Required action:
Check each line of the data below for the string "shrub". Then give the number of lines that have it, without anything else.

Exercise materials:
= = = = =

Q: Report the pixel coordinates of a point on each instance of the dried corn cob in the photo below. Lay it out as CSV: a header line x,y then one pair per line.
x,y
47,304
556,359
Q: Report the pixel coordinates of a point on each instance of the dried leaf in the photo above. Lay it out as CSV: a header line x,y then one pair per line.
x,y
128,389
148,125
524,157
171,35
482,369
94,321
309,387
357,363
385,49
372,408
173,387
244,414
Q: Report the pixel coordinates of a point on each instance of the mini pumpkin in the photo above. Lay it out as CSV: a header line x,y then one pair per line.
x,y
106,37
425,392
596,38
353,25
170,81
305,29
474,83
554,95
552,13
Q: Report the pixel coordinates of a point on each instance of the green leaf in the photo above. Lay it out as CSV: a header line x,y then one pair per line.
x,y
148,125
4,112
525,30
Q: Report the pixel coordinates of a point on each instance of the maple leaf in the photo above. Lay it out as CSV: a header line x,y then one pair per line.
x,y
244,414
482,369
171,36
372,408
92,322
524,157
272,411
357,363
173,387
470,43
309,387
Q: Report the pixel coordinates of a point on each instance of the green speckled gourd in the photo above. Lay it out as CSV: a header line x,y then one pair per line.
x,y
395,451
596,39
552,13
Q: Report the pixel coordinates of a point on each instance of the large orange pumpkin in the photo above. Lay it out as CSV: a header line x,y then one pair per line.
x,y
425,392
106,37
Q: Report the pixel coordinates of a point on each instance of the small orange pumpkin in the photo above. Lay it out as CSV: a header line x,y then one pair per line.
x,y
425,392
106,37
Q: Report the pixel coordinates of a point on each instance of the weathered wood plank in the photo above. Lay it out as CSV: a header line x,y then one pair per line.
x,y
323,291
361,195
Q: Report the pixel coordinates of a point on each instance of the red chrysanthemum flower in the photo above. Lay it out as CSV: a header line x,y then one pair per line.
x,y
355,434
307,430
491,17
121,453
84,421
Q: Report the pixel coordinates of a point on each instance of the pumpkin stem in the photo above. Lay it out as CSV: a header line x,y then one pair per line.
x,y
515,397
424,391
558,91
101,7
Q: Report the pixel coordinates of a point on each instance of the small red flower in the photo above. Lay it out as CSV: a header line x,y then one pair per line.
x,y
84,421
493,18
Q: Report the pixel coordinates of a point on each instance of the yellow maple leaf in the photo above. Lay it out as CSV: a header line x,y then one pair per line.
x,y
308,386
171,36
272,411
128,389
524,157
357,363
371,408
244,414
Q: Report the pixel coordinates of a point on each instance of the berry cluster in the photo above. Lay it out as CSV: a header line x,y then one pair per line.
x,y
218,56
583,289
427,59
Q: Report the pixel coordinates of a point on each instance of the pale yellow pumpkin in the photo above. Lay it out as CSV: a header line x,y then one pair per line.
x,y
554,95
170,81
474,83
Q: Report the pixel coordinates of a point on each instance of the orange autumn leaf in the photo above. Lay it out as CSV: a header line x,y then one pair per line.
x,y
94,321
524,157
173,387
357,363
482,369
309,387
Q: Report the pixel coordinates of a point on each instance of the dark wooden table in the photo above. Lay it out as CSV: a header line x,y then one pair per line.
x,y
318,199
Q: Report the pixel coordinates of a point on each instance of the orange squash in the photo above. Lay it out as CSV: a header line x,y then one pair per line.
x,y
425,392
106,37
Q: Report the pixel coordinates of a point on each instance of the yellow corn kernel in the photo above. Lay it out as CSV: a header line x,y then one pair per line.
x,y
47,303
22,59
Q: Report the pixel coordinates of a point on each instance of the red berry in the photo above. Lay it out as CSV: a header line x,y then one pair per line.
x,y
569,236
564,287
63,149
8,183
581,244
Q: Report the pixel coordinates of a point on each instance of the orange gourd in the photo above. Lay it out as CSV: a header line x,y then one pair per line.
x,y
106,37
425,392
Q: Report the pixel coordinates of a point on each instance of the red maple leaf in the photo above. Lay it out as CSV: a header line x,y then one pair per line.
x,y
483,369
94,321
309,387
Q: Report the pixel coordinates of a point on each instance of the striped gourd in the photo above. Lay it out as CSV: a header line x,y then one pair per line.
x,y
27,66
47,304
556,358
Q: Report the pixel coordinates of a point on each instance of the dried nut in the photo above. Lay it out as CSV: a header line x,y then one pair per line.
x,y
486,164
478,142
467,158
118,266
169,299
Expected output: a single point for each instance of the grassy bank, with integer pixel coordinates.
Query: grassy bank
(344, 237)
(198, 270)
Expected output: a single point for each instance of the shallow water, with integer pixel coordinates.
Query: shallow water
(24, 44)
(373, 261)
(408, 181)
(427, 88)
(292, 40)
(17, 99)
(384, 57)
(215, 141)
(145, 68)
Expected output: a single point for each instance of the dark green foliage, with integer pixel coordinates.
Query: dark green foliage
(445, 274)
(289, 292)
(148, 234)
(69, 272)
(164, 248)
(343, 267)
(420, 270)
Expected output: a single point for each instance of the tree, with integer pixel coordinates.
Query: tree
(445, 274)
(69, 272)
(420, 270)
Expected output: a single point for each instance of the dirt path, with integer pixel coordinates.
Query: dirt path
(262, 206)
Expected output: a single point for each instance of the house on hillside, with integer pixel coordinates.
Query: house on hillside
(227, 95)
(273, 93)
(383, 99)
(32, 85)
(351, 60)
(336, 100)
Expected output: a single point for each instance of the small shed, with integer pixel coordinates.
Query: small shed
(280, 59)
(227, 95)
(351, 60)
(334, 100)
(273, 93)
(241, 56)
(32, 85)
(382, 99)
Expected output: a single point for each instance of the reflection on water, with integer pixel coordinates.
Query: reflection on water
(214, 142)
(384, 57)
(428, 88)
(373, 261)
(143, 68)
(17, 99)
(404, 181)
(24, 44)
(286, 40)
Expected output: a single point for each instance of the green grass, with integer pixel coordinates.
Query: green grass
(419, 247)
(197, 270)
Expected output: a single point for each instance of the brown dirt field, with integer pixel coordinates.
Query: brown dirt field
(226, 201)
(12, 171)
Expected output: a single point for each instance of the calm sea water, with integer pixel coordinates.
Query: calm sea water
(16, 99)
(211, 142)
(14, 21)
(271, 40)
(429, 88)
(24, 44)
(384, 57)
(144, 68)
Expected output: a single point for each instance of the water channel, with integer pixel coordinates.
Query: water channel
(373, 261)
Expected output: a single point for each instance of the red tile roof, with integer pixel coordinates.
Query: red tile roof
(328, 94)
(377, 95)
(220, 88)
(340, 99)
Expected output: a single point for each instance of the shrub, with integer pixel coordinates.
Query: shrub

= = = = =

Answer box:
2